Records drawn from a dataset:
Segment Open

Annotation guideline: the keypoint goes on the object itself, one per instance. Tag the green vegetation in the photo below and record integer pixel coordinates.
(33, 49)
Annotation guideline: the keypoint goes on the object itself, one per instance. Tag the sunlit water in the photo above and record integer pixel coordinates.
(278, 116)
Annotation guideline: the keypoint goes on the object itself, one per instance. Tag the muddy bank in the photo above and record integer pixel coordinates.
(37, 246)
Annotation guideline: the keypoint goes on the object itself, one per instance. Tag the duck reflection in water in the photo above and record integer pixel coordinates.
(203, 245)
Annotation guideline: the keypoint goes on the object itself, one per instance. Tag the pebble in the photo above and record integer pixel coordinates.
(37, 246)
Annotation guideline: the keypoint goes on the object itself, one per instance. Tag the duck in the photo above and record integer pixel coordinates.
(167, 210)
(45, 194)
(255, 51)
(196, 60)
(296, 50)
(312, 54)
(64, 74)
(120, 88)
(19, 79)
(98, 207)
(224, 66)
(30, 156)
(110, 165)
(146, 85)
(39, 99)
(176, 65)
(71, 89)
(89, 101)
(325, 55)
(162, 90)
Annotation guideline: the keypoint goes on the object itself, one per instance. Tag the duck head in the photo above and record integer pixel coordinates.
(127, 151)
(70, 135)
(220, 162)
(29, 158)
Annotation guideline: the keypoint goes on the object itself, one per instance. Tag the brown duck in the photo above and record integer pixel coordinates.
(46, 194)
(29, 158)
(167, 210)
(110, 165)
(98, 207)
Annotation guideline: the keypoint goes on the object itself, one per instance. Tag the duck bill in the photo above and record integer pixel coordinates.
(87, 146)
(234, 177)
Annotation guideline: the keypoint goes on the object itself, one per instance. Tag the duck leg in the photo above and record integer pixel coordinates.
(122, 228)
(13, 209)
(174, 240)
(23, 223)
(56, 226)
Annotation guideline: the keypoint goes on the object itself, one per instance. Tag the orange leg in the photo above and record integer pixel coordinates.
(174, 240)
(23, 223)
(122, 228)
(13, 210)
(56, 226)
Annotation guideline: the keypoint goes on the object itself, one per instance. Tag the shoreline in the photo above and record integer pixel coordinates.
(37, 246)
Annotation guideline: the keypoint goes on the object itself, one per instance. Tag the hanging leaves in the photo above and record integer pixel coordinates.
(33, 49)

Segment Closed

Task item: Return all of the data exactly as it reads.

Task response:
Annotation guideline: the keypoint goes on the object itself, one per instance. Tag the green vegetation in the photo below and record integer pixel coordinates.
(33, 49)
Annotation guideline: the keypoint goes on the object itself, one per instance. Tag the sunlit water in the photo above and record integer pixel coordinates.
(278, 116)
Annotation guideline: the keypoint goes on the object itself, one per instance. Tag the muddy bank in the photo above and record integer pixel coordinates.
(37, 246)
Annotation guideline: the keypoint goes on the object itself, one per instance. Tag the duck reflection in water in the photo above and record integer pixel coordinates.
(203, 245)
Annotation guideline: the keypoint goes on the object itself, one per instance. Tag the pebble in the photo above and record integer pixel coordinates.
(37, 246)
Annotation guideline: the keypoint goes on the object itself, one per instance. Tag the duck in the photo above and record integer pixel coordinates.
(167, 210)
(45, 194)
(255, 51)
(196, 60)
(296, 50)
(312, 54)
(64, 74)
(120, 88)
(19, 79)
(98, 207)
(224, 66)
(30, 156)
(110, 165)
(146, 85)
(39, 99)
(176, 65)
(71, 89)
(89, 101)
(325, 55)
(162, 90)
Annotation guideline: the keypoint goes on the object itself, one per instance. Tag the duck head in the photo above and record integer pixel coordinates.
(127, 151)
(70, 135)
(220, 162)
(29, 158)
Annotation guideline: the keypoint goes on the object itself, one per instance. Tag the brown duck in the photo above and record integer pixel coordinates.
(46, 194)
(29, 158)
(167, 210)
(110, 165)
(98, 207)
Annotation guideline: the keypoint goes on the object itself, one per instance. Tag the duck bill in the photo above and record integer pixel coordinates.
(87, 146)
(234, 177)
Annotation guideline: the keypoint goes on the object itself, one per instance. Tag the duck leg in the photo above and record integer pixel coordinates.
(122, 228)
(13, 209)
(174, 240)
(23, 223)
(56, 226)
Annotation guideline: the keypoint goes on the object itself, one per instance. Tag the orange leg in the photo above and record integer pixel coordinates.
(174, 240)
(23, 223)
(122, 228)
(13, 210)
(56, 226)
Annotation guideline: the keypoint goes on the object itself, one per instance. Tag the shoreline in the photo above and record integer pixel coordinates.
(37, 246)
Annotation guideline: the keypoint goes on the object itself, one per instance. Tag the hanging leaves in the photo above and record integer pixel coordinates.
(33, 49)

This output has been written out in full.